Milk gains this week, but cheese barrels struggle late

Class III milk futures were supported this week by steady cheese demand that pushed cheese to a new high of year. On Wednesday of this week, the US block/barrel average cheese price closed up at $2.4125/lb, its highest close since November 2020. The surge in demand and the recovery from the recent sell-off brought buyers back into class III milk futures and took the market back up to the $25 per cwt level. Contracts failed to make new highs, but were within striking distance. Late in the week, the barrel cheese market fell 5c lower on Thursday and 5.25c lower on Friday, so the rally subsided a bit. Class IV milk was supported by a rise in US butter this week, adding 14.50c for the week. A bullish milk production report on Wednesday also added fuel to the fire.

In this Wednesday’s milk production report, the USDA said that April US milk production fell 1.00% from a year ago. Milk per cow was unchanged from a year ago, but US cow numbers were down 98,000 head from April 2021. Additionally, 18 out of the top 24 milk producing states in the US saw production fall year-over-year. US cow numbers had risen 13,000 head from January to February and gained 22,000 head from February to March, but the rise stalled in April. The USDA said cow numbers were flat from March to April. The 1.00% decline in production for April follows March’s 0.40% decline, February’s 0.90% decline, and January’s 1.70% decline. Fundamentally, these numbers are bullish and support higher price levels.

Required actions:
1. Translate this sentence from the milk market report into Spanish: "The USDA said cow numbers were flat from March to April."
2. List every calendar month mentioned in the milk market report, each once.
3. From the milk market report, reproduce verbatim the part that opens with the words "Class III milk futures were" and closes with "to the fire.".

Rows from a segmentation dataset
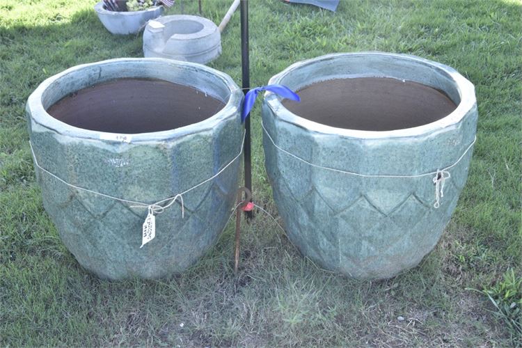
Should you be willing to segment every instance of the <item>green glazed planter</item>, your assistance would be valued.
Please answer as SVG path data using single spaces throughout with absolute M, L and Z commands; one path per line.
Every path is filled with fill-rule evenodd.
M 351 277 L 387 278 L 418 264 L 451 218 L 475 139 L 475 89 L 448 66 L 379 52 L 299 62 L 269 83 L 298 90 L 354 77 L 417 82 L 444 92 L 457 109 L 416 127 L 357 130 L 300 117 L 267 93 L 266 167 L 288 237 L 304 255 Z
M 47 111 L 75 91 L 122 78 L 177 83 L 215 98 L 224 107 L 183 127 L 132 134 L 82 129 Z M 244 137 L 239 113 L 242 99 L 228 75 L 161 58 L 78 65 L 36 88 L 27 102 L 26 116 L 35 164 L 43 168 L 35 168 L 37 179 L 45 209 L 80 264 L 101 278 L 157 278 L 182 271 L 203 255 L 224 228 L 234 205 Z M 149 106 L 154 105 L 145 105 Z M 145 112 L 137 118 L 146 117 Z M 100 194 L 152 204 L 220 171 L 182 195 L 184 217 L 181 198 L 157 214 L 156 237 L 143 248 L 146 205 Z

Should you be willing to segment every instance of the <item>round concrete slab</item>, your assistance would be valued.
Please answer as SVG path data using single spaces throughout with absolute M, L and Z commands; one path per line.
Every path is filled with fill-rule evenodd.
M 145 57 L 205 64 L 221 54 L 216 24 L 203 17 L 177 15 L 151 20 L 143 32 Z

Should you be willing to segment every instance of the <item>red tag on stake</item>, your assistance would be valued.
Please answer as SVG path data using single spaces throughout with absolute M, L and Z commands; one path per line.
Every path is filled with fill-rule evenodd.
M 254 209 L 254 203 L 252 202 L 248 202 L 244 207 L 241 208 L 244 212 L 251 212 L 253 209 Z

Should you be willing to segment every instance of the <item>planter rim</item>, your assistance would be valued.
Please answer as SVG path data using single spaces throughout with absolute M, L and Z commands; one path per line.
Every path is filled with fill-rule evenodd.
M 281 72 L 272 77 L 269 84 L 280 84 L 283 80 L 292 74 L 295 70 L 298 70 L 302 67 L 316 63 L 320 61 L 333 61 L 338 58 L 349 58 L 354 56 L 381 56 L 385 58 L 395 58 L 404 61 L 420 63 L 426 66 L 427 69 L 434 69 L 440 72 L 448 75 L 455 84 L 457 90 L 460 97 L 460 102 L 458 104 L 457 109 L 451 113 L 437 120 L 436 121 L 427 123 L 421 126 L 413 127 L 410 128 L 403 128 L 400 129 L 393 129 L 388 131 L 367 131 L 358 130 L 346 128 L 338 128 L 335 127 L 328 126 L 315 121 L 307 120 L 299 116 L 286 109 L 281 103 L 281 100 L 275 94 L 271 92 L 266 92 L 264 100 L 269 107 L 274 111 L 275 117 L 282 120 L 292 123 L 297 127 L 304 128 L 310 132 L 317 133 L 342 136 L 350 138 L 358 139 L 386 139 L 386 138 L 399 138 L 407 136 L 416 136 L 421 134 L 425 134 L 432 132 L 436 132 L 441 129 L 448 127 L 459 123 L 468 111 L 476 104 L 476 97 L 475 96 L 475 86 L 467 79 L 459 73 L 452 68 L 444 64 L 429 61 L 423 58 L 411 54 L 387 53 L 381 52 L 361 52 L 352 53 L 337 53 L 326 54 L 319 57 L 307 59 L 295 63 Z M 411 80 L 414 81 L 414 80 Z
M 212 129 L 225 119 L 236 114 L 238 112 L 240 100 L 243 98 L 243 92 L 230 76 L 224 72 L 212 69 L 212 68 L 209 68 L 203 64 L 175 61 L 173 59 L 166 59 L 163 58 L 118 58 L 75 65 L 44 80 L 44 81 L 36 88 L 31 95 L 29 95 L 29 97 L 27 100 L 26 107 L 31 110 L 31 120 L 33 122 L 35 122 L 47 129 L 52 129 L 59 134 L 75 138 L 100 141 L 102 139 L 116 139 L 118 135 L 122 135 L 122 134 L 121 133 L 100 132 L 79 128 L 62 122 L 47 113 L 44 108 L 42 100 L 43 93 L 54 82 L 69 74 L 77 72 L 88 67 L 121 63 L 128 63 L 132 65 L 162 65 L 164 66 L 184 65 L 192 69 L 203 70 L 205 72 L 212 74 L 217 77 L 223 85 L 227 87 L 230 92 L 228 100 L 226 101 L 225 106 L 219 111 L 212 116 L 205 118 L 202 121 L 175 128 L 173 129 L 148 133 L 125 134 L 130 135 L 132 136 L 132 140 L 131 143 L 162 141 L 167 139 L 184 136 L 191 134 L 200 132 L 206 129 Z M 140 78 L 143 77 L 136 75 L 134 77 Z M 93 84 L 96 84 L 96 81 L 93 81 Z M 71 90 L 69 93 L 72 92 L 74 91 Z M 66 96 L 68 94 L 65 94 L 63 97 Z M 56 102 L 58 102 L 58 100 L 56 100 Z M 239 122 L 239 119 L 237 120 L 237 122 Z
M 132 16 L 136 14 L 141 14 L 146 12 L 154 12 L 157 10 L 158 8 L 160 8 L 163 7 L 162 6 L 152 6 L 149 8 L 147 8 L 146 10 L 140 10 L 139 11 L 109 11 L 109 10 L 106 10 L 103 8 L 103 1 L 100 1 L 96 3 L 96 5 L 94 6 L 95 10 L 98 13 L 102 13 L 104 15 L 124 15 L 124 16 Z

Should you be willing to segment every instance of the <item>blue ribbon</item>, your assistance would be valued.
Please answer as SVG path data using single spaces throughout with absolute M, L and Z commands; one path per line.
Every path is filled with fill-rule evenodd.
M 283 98 L 290 99 L 290 100 L 295 100 L 296 102 L 301 102 L 301 98 L 297 94 L 292 90 L 290 88 L 285 86 L 281 85 L 268 85 L 262 86 L 261 87 L 256 87 L 248 90 L 245 95 L 245 100 L 243 102 L 243 111 L 241 113 L 241 122 L 245 122 L 246 118 L 248 116 L 250 111 L 254 106 L 255 102 L 255 98 L 258 97 L 258 94 L 262 90 L 269 90 L 276 95 L 283 97 Z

Answers to the exercise:
1. El USDA dijo que el número de vacas se mantuvo estable de marzo a abril.

2. November, January, February, March, April

3.
Class III milk futures were supported this week by steady cheese demand that pushed cheese to a new high of year. On Wednesday of this week, the US block/barrel average cheese price closed up at $2.4125/lb, its highest close since November 2020. The surge in demand and the recovery from the recent sell-off brought buyers back into class III milk futures and took the market back up to the $25 per cwt level. Contracts failed to make new highs, but were within striking distance. Late in the week, the barrel cheese market fell 5c lower on Thursday and 5.25c lower on Friday, so the rally subsided a bit. Class IV milk was supported by a rise in US butter this week, adding 14.50c for the week. A bullish milk production report on Wednesday also added fuel to the fire.